Source:
BEGIN
Method for map creation and host
Abstract
Provided are a method for map creation and a host. The method includes: reading a digital environment model corresponding to a real-world scene; determining a movement path of a virtual tracking device within the digital environment model; determining a plurality of poses that realize the movement path within the digital environment model; rendering a plurality of viewpoint images based on the plurality of poses, wherein the plurality of poses respectively correspond to the plurality of viewpoint images, and each of the plurality of viewpoint images corresponds to a viewpoint from which the virtual tracking device captures the digital environment model when presenting the corresponding pose; and creating a spatial map corresponding to the real-world scene based on the plurality of viewpoint images.
Claims
exact text as granted — not AI-modifiedWhat is claimed is:
1 . A method for map creation, executed by a host, comprising:
reading a digital environment model corresponding to a real-world scene; determining a movement path of a virtual tracking device in the digital environment model; determining a plurality of poses that realize the movement path in the digital environment model; rendering a plurality of viewpoint images based on the plurality of poses, wherein the plurality of poses respectively correspond to the plurality of viewpoint images, and each of the plurality of viewpoint images corresponds to a viewpoint from which the virtual tracking device captures the digital environment model when presenting the corresponding pose; and creating a spatial map corresponding to the real-world scene based on the plurality of viewpoint images.
2 . The method of claim 1 , further comprising:
dividing the digital environment model into a plurality of blocks, and planning a sequence through the plurality of blocks, wherein the plurality of blocks comprise a first block, the movement path comprises a first path segment located in the first block, the plurality of poses comprise a plurality of first poses that realize the first path segment, and the plurality of first poses are used to simulate a plurality of specified actions performed sequentially by the virtual tracking device in the first block.
3 . The method of claim 1 , wherein the plurality of poses comprise an i-th pose, the plurality of viewpoint images comprise an i-th viewpoint image corresponding to the i-th pose, and the i-th viewpoint image corresponds to a viewpoint from which the virtual tracking device captures the digital environment model when presenting the corresponding i-th pose, wherein i is an index value.
4 . The method of claim 1 , wherein creating the spatial map corresponding to the real-world scene based on the plurality of viewpoint images comprises:
performing simultaneous localization and mapping based on the plurality of viewpoint images to create the spatial map corresponding to the real-world scene.
END
Data supplied:
BEGIN
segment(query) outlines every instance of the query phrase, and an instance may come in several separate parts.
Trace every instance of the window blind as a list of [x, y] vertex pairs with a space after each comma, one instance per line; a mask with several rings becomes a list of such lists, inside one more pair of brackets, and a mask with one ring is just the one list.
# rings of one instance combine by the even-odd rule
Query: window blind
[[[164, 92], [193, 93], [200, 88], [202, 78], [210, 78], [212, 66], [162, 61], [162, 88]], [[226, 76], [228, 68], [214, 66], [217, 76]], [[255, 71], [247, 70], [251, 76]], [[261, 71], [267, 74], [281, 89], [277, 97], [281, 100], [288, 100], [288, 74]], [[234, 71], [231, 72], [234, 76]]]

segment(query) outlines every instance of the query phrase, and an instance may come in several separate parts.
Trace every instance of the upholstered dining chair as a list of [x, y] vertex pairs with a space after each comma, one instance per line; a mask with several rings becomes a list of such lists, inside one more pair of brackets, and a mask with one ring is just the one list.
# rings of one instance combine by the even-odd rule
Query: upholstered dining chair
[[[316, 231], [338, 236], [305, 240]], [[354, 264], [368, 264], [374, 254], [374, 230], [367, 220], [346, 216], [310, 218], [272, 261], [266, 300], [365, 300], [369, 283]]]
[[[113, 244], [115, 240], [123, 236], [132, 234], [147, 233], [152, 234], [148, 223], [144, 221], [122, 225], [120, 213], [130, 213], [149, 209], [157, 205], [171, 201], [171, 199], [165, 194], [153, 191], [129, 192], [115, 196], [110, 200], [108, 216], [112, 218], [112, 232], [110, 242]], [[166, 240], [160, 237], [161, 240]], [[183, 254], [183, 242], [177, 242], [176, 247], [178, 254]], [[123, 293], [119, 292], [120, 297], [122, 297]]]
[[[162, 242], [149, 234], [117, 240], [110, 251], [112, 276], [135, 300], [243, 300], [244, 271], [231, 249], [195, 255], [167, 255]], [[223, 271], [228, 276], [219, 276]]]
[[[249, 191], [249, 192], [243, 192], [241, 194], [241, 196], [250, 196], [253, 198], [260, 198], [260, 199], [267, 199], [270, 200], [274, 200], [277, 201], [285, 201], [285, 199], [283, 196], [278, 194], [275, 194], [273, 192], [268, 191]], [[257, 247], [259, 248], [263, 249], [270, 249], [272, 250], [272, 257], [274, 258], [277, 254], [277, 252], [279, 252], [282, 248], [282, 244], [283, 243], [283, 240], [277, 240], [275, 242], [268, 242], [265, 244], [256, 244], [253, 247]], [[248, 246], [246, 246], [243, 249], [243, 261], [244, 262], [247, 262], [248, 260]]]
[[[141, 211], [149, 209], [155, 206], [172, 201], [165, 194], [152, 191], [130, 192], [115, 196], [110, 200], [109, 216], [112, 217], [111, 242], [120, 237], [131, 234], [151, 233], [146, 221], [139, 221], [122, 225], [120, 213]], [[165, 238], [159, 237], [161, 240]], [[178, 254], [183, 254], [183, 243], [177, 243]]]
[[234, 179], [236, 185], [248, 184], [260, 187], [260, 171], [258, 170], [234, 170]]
END
Request:
In the map creation text, what does claim 4 perform on the viewpoint images to create the spatial map?

Task result:
Simultaneous localization and mapping.